**Instrução a:** Identifique, nos registros abaixo, todas as linhas em que aparece a palavra "white" e copie cada uma delas.

**Trecho fornecido:**
▬▬▬▬▬▬

ICLEI América do Sul recebe Cláudio Maretti como Senior Fellow de Áreas Protegidas e Biodiversidade

Com mais de 40 anos de experiência em áreas protegidas, ordenamento territorial, comunidades locais e tradicionais e desenvolvimento sustentável, Cláudio Maretti está atuando como Senior Fellow de Áreas Protegidas e Biodiversidade.

12 de jul de 2023

 

Em 2023, o ICLEI América do Sul agregou à equipe profissionais com experiência de mais de 10 anos no mercado para qualificar ainda mais o trabalho desenvolvido junto aos governos locais associados. Entre eles, está Cláudio C. Maretti, Senior Fellow de Áreas Protegidas e Biodiversidade.

 

Atualmente, é pesquisador, pós-doutorando sobre conservação colaborativa na Geografia USP (Universidade de São Paulo), consultor, senior fellow do ICLEI e voluntário. É membro do Comitê de Especialistas da Lista Verde de Áreas Protegidas e Conservadas (“EAGL”) para o Brasil, da Comissão Mundial de Áreas Protegidas (CMAP) da UICN, da Rede Saúde e Natureza Brasil, do Conselho do Centro Internacional de Água e Transdisciplinaridade (Cirat) e do Coletivo Socioambiental de Atibaia, entre outras contribuições.

▬▬▬▬▬▬

**Seção de dados:**

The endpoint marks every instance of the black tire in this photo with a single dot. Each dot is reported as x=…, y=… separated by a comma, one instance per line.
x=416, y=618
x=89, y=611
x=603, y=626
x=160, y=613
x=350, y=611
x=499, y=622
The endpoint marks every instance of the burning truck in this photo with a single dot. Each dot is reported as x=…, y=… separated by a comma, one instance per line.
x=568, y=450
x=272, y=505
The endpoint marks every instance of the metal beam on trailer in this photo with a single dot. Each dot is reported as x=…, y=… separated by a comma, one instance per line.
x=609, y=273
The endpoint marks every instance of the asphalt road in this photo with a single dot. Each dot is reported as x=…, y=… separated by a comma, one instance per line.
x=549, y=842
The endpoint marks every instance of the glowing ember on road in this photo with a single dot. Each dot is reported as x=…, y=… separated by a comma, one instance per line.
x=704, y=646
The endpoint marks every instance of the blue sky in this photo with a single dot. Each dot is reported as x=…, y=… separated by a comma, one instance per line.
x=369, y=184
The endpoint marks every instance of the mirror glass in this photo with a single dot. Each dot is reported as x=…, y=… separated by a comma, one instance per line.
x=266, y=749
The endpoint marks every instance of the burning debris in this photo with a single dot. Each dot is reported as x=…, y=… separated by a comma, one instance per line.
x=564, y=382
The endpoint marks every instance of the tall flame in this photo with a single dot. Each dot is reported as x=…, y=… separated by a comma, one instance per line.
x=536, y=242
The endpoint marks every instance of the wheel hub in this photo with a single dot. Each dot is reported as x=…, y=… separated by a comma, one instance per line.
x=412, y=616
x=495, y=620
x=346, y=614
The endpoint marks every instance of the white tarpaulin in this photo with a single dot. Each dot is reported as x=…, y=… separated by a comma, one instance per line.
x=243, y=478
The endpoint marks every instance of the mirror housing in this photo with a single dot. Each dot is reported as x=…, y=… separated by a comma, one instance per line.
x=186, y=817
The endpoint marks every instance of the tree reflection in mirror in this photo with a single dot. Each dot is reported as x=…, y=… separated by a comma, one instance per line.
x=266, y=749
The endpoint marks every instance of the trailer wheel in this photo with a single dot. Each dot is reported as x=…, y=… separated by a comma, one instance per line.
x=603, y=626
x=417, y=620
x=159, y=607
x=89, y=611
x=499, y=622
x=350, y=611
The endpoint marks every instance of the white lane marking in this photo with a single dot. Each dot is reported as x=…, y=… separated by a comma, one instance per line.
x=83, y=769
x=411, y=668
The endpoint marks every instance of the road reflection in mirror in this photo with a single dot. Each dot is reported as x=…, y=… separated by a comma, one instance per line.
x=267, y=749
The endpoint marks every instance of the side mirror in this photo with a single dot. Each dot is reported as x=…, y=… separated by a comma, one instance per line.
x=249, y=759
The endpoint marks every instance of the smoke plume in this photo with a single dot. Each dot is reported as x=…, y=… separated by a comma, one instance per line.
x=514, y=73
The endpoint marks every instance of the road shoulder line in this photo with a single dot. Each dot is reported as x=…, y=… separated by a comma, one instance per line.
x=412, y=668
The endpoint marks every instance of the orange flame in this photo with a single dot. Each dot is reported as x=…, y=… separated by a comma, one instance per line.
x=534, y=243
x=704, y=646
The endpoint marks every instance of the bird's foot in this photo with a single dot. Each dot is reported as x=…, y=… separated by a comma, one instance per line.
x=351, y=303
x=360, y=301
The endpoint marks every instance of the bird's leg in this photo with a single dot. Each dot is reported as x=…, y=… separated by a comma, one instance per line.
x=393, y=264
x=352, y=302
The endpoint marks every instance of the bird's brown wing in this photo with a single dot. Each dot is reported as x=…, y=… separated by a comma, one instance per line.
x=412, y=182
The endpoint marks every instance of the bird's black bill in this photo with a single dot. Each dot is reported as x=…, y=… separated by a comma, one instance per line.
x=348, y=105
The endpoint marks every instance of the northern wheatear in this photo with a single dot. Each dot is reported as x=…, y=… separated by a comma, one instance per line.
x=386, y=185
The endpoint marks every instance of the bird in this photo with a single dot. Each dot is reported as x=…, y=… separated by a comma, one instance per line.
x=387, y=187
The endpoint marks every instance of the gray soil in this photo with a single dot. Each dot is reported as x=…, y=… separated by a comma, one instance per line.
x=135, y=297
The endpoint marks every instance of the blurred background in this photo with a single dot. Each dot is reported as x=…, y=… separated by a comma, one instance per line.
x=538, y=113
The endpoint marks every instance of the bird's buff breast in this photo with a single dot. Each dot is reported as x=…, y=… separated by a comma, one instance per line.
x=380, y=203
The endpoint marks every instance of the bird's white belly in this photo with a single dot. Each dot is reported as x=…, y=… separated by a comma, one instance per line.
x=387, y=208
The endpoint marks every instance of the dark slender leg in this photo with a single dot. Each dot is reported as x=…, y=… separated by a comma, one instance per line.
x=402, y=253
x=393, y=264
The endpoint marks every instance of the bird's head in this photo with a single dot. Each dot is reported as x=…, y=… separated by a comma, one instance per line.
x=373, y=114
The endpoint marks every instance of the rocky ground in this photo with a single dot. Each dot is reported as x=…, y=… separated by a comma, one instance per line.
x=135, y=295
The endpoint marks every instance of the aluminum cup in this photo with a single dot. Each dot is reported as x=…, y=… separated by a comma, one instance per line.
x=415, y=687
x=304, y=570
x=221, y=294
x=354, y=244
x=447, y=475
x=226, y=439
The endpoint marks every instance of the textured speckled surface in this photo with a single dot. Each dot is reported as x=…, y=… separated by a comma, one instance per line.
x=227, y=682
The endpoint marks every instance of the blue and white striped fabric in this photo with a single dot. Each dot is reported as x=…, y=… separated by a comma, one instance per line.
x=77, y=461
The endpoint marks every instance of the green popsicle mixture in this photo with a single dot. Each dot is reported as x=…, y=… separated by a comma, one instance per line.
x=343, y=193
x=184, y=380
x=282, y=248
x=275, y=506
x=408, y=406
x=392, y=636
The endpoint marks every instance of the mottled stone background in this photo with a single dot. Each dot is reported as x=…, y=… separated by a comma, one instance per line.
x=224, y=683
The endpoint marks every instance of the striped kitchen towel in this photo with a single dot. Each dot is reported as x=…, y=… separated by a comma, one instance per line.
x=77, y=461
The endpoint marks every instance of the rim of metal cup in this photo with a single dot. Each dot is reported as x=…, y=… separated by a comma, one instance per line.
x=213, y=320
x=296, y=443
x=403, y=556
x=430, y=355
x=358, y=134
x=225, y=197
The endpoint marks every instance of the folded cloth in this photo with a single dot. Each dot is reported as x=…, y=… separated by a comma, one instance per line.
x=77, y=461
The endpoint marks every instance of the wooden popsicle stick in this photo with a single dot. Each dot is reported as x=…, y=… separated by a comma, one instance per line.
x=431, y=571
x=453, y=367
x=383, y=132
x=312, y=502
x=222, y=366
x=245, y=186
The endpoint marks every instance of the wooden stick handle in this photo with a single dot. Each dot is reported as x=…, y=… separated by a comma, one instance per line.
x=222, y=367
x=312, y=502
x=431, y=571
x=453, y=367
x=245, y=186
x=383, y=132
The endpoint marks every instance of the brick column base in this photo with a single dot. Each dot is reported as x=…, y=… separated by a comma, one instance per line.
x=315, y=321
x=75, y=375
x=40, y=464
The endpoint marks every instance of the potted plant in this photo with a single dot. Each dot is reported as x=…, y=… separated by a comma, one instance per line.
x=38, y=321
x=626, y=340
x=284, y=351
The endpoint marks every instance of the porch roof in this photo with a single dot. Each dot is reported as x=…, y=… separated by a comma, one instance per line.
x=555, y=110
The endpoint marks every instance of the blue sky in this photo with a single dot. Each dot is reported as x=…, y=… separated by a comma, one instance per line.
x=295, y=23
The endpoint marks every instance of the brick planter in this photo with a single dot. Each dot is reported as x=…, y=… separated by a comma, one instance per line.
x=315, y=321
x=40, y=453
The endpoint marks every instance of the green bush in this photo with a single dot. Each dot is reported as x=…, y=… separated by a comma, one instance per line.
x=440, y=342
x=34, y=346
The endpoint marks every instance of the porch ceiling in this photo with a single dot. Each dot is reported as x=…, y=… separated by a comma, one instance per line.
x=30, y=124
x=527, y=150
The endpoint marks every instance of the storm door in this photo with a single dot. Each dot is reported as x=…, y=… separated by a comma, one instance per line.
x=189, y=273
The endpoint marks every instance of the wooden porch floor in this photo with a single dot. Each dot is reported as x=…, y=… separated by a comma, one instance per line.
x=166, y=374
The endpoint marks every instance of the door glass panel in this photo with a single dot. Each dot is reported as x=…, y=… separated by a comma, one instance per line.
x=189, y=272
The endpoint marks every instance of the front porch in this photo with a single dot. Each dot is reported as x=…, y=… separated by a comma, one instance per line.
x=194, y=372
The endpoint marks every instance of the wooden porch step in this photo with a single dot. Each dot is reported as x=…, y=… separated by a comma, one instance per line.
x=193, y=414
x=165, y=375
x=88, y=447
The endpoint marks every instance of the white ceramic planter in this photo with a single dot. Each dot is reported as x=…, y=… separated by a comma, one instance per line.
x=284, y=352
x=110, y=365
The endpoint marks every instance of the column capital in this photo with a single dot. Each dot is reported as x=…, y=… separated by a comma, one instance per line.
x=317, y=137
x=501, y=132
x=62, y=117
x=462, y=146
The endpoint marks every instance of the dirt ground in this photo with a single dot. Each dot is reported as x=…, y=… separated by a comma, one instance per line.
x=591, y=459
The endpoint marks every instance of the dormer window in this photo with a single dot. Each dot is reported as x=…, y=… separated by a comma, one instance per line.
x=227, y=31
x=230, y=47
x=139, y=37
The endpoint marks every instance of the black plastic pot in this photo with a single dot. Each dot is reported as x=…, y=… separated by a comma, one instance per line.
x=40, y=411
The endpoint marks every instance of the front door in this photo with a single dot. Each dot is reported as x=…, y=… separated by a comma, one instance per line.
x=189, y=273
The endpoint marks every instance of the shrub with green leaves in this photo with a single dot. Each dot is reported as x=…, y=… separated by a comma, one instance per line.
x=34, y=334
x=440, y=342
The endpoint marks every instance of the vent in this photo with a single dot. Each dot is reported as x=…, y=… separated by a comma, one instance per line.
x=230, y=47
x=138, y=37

▬▬▬▬▬▬

**Instrução b:** Copie por inteiro o texto acima sobre a chegada de Cláudio Maretti ao ICLEI América do Sul, sem mudar nada.

**Resposta completa a:**
The endpoint marks every instance of the white tarpaulin in this photo with a single dot. Each dot is reported as x=…, y=… separated by a comma, one instance per line.
The endpoint marks every instance of the white lane marking in this photo with a single dot. Each dot is reported as x=…, y=… separated by a comma, one instance per line.
The endpoint marks every instance of the bird's white belly in this photo with a single dot. Each dot is reported as x=…, y=… separated by a comma, one instance per line.
The endpoint marks every instance of the blue and white striped fabric in this photo with a single dot. Each dot is reported as x=…, y=… separated by a comma, one instance per line.
The endpoint marks every instance of the white ceramic planter in this photo with a single dot. Each dot is reported as x=…, y=… separated by a comma, one instance per line.

**Resposta completa b:**
ICLEI América do Sul recebe Cláudio Maretti como Senior Fellow de Áreas Protegidas e Biodiversidade

Com mais de 40 anos de experiência em áreas protegidas, ordenamento territorial, comunidades locais e tradicionais e desenvolvimento sustentável, Cláudio Maretti está atuando como Senior Fellow de Áreas Protegidas e Biodiversidade.

12 de jul de 2023

 

Em 2023, o ICLEI América do Sul agregou à equipe profissionais com experiência de mais de 10 anos no mercado para qualificar ainda mais o trabalho desenvolvido junto aos governos locais associados. Entre eles, está Cláudio C. Maretti, Senior Fellow de Áreas Protegidas e Biodiversidade.

 

Atualmente, é pesquisador, pós-doutorando sobre conservação colaborativa na Geografia USP (Universidade de São Paulo), consultor, senior fellow do ICLEI e voluntário. É membro do Comitê de Especialistas da Lista Verde de Áreas Protegidas e Conservadas (“EAGL”) para o Brasil, da Comissão Mundial de Áreas Protegidas (CMAP) da UICN, da Rede Saúde e Natureza Brasil, do Conselho do Centro Internacional de Água e Transdisciplinaridade (Cirat) e do Coletivo Socioambiental de Atibaia, entre outras contribuições.